■ **READING TEXT**:
Re: unicode-terminal-width and dependence on port encodings
Marc Nieper-WiÃkirchen 28 Feb 2019 11:39 UTC
Am Do., 28. Feb. 2019 um 12:04 Uhr schrieb Alex Shinn <xxxxxx@gmail.com>:
>
> That doesn't even make sense - Cyrillic is Cyrillic, whatever the encoding is.
> It's a property of the terminal whether or not Cyrillic characters are displayed single-width or double.
Unicode Annex #11 refers to the character encoding when it comes to
deciding the width of ambiguous characters; see definition ED6 here:
https://unicode.org/reports/tr11/.
It seems as if GNU libunistring is implementing that.
> Xterm and gnome-terminal will display Cyrillic as single-width even if set to EUC-JP.
> If I recall correctly, though, kterm would display Cyrillic in double-width (which was really ugly).
> It might be worth looking into a cyrillic-is-double-width state variable, but I'm not sure how popular these terminals still are.
Maybe one state variable for the ambiguous category is enough.
>
> On the other hand, kanji as single width is still a common option in many terminals.
>
> --
> Alex
>
> On Thu, Feb 28, 2019 at 3:39 PM Marc Nieper-Wißkirchen <xxxxxx@nieper-wisskirchen.de> wrote:
>>
>> The function uc_width of GNU libunistring is a function determining
>> the terminal width of characters, much like what
>> unicode-terminal-width of SRFI 159 is supposed to do.
>>
>> Contrary to unicode-terminal-width, uc_width takes a second argument,
>> namely the encoding used by the terminal (e.g. "UTF-8" or "EUC-JP").

■ **REQUIREMENT**:
Carry on the mailing-list thread about terminal character widths and port encodings, starting right after its final sentence.

■ **RAW DATA**:
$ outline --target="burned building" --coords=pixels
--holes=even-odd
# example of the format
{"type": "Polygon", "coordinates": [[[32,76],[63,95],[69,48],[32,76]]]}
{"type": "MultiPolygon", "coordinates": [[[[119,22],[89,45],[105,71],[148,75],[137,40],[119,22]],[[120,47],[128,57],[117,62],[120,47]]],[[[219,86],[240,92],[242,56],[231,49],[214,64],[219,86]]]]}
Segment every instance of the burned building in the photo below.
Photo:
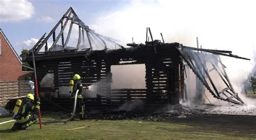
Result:
{"type": "MultiPolygon", "coordinates": [[[[87,108],[115,108],[127,101],[138,99],[142,100],[146,107],[178,104],[180,97],[185,94],[184,90],[185,67],[189,67],[192,70],[214,97],[237,104],[244,104],[232,88],[219,57],[213,56],[207,60],[210,60],[213,70],[217,71],[226,86],[221,90],[217,89],[214,86],[208,73],[210,69],[205,68],[206,60],[204,58],[208,56],[206,54],[210,54],[213,56],[246,58],[232,55],[230,51],[197,49],[183,46],[178,43],[164,43],[163,40],[162,42],[154,40],[150,28],[147,28],[146,34],[145,44],[133,43],[127,44],[128,47],[124,47],[114,39],[91,30],[70,8],[50,33],[46,36],[44,34],[30,50],[26,61],[32,63],[33,53],[39,82],[47,74],[54,76],[53,87],[40,87],[39,92],[48,90],[54,92],[59,90],[60,87],[68,86],[69,80],[76,73],[81,76],[84,85],[90,86],[99,83],[96,93],[97,97],[85,98],[87,108]],[[69,22],[69,29],[65,39],[64,31],[68,28],[66,25],[69,22]],[[76,45],[69,47],[68,44],[74,25],[78,27],[78,41],[76,45]],[[148,33],[151,41],[147,38],[148,33]],[[49,43],[52,39],[52,43],[49,43]],[[95,49],[99,45],[103,46],[103,49],[95,49]],[[112,49],[109,47],[111,46],[112,49]],[[220,68],[217,63],[220,63],[220,68]],[[131,65],[132,67],[136,64],[145,67],[143,77],[145,77],[145,88],[113,89],[111,87],[112,75],[114,74],[111,73],[112,66],[131,65]]],[[[63,106],[70,108],[72,106],[68,97],[58,97],[52,100],[63,106]]]]}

■ **RESPONSE**:
>> And, indeed, after looking into the source code of uc_width, one sees
>> that the terminal character width may depend on the encoding:
>>
>> /* In ancient CJK encodings, Cyrillic and most other characters are
>> double-width as well. */
>> if (uc >= 0x00A1 && uc < 0xFF61 && uc != 0x20A9
>> && is_cjk_encoding (encoding))
>> return 2;
>>
>> http://git.savannah.gnu.org/cgit/gnulib.git/tree/lib/uniwidth/width.c#n462
>>
>> To make unicode-terminal-width work with terminals using these legacy
>> encodings, it has to know the current encoding, which can be
>> associated with the port, for example. In any case, the current
>> encoding should be somehow part of the environment (i.e. the state
>> variables), in which the formatters are executed.
>>
>> Unfortunately, unicode-terminal-width as currently specified is not a
>> monadic procedure and thus has no access to the state variables.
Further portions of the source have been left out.